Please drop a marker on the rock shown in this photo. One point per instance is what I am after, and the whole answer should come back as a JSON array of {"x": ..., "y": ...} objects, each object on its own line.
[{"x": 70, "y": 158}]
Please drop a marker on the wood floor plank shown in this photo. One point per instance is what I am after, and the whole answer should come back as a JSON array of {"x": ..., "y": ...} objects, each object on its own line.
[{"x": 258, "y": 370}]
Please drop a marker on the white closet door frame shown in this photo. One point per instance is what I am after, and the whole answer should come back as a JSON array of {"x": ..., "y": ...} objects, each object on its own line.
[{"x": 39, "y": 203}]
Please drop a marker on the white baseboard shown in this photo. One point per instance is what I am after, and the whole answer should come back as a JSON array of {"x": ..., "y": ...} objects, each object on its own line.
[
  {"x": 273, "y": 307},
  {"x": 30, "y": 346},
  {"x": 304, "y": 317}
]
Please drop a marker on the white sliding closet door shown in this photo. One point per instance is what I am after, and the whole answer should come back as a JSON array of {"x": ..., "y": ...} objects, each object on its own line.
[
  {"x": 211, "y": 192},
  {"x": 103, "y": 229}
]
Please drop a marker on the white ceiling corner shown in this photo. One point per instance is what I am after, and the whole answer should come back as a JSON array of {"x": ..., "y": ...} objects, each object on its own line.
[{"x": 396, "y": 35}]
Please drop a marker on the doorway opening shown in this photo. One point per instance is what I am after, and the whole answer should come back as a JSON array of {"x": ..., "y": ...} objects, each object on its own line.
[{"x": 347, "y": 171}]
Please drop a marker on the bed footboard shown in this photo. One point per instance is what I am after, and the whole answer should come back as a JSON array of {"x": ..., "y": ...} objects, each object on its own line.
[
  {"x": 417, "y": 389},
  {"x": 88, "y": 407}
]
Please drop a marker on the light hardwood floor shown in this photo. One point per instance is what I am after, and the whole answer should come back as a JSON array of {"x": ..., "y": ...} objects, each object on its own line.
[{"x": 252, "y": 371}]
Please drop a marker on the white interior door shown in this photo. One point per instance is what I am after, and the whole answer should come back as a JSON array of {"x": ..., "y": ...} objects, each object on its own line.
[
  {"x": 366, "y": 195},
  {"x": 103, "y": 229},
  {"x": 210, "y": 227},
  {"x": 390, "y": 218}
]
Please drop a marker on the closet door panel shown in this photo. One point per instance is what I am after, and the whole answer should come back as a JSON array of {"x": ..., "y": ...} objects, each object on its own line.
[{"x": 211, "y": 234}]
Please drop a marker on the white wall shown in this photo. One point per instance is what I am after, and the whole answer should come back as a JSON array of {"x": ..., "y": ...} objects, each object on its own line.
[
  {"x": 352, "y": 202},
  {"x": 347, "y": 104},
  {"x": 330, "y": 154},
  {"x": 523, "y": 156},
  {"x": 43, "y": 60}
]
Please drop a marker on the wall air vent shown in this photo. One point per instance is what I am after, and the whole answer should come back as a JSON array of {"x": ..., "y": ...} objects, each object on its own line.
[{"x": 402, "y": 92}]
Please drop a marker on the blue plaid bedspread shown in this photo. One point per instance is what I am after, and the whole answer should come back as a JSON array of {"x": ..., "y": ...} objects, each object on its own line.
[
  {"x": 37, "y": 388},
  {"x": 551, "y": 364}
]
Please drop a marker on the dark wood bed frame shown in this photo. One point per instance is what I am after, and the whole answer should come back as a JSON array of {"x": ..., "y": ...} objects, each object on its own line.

= = = =

§ **Your goal**
Your task is to reproduce the full listing exactly.

§ **Finished task**
Please drop a marker on the rock shown in this photo. One point per instance is what I am after, and the whole answer should come back as a JSON array of {"x": ..., "y": ...} objects, each object on its own line.
[{"x": 70, "y": 158}]
Please drop a marker on the wood floor plank shown in this photo. One point per instance is what I am after, and the whole answer should come back as a JSON array of {"x": ..., "y": ...} objects, each object on its own line.
[{"x": 258, "y": 370}]
Please drop a marker on the white closet door frame shown in this photo. One point per instance is what I am after, and the whole answer should come back as a JSON array of {"x": ..., "y": ...} objects, each object on its own line.
[{"x": 39, "y": 203}]
Please drop a marker on the white baseboard shown in this photo. One point per instance is what I am after, and the whole answer should come back as a JSON array of {"x": ..., "y": ...} objects, each object on its own line.
[
  {"x": 273, "y": 307},
  {"x": 30, "y": 346},
  {"x": 304, "y": 317}
]
Please drop a marker on the white sliding closet door shown in this photo. One point per instance is what I am after, and the whole answer should come back as a JSON array of {"x": ..., "y": ...} objects, each object on its own line.
[
  {"x": 211, "y": 192},
  {"x": 103, "y": 229}
]
Please drop a marker on the white ceiling corner shown in this photo. One point per instance is what I am after, and the whole answer should come back as a JSON array of {"x": ..., "y": ...} objects, each object on its own line.
[{"x": 396, "y": 35}]
Please drop a marker on the doorway opening shown in this photo. One point per instance is what I am after, and the whole answer should come back as a JSON array of {"x": ..., "y": ...} objects, each object on its own line.
[{"x": 347, "y": 171}]
Please drop a marker on the bed footboard shown in this photo. One point per instance is what I am after, and the whole answer should come back as a JSON array of {"x": ..., "y": ...} objects, each object on its own line.
[
  {"x": 417, "y": 389},
  {"x": 88, "y": 407}
]
Please drop a marker on the light hardwood floor shown in this photo. One point per instance is what I am after, and the whole answer should come back as a JSON array of {"x": ..., "y": ...} objects, each object on its own line.
[{"x": 252, "y": 371}]
Please drop a marker on the white interior door shown in this photo. One point per instance is what I am after, and the whole answer should come back as a JSON array of {"x": ..., "y": ...} objects, each object on its own line.
[
  {"x": 366, "y": 195},
  {"x": 103, "y": 229},
  {"x": 210, "y": 227},
  {"x": 390, "y": 218}
]
Please drop a marker on the closet door panel shown in this photo. One point per instance is what I am after, and the whole answer should come back as a JSON array of {"x": ..., "y": ...} objects, each object on its own line.
[{"x": 211, "y": 234}]
Please drop a marker on the white wall shown in this photo. One point per instance is what I am after, and the whole answer should come back as a JSON array of {"x": ..., "y": ...} objects, each object on its own line.
[
  {"x": 352, "y": 202},
  {"x": 347, "y": 104},
  {"x": 330, "y": 154},
  {"x": 523, "y": 156},
  {"x": 43, "y": 60}
]
Please drop a marker on the wall air vent shown in this photo. One point per instance is what I am after, and the whole answer should come back as a JSON array of {"x": ..., "y": ...} objects, each object on its own line.
[{"x": 402, "y": 92}]
Please drop a marker on the blue plaid bedspread shown in this photo. One point per instance is what I am after, and the whole answer should come back as a JSON array of {"x": ..., "y": ...} objects, each object on its own line.
[
  {"x": 37, "y": 388},
  {"x": 551, "y": 364}
]
Please drop a marker on the dark wood bed frame shown in this photo. One point per instance is what I am after, and the whole answer should come back as a JSON array of {"x": ..., "y": ...} objects, each object on its own line.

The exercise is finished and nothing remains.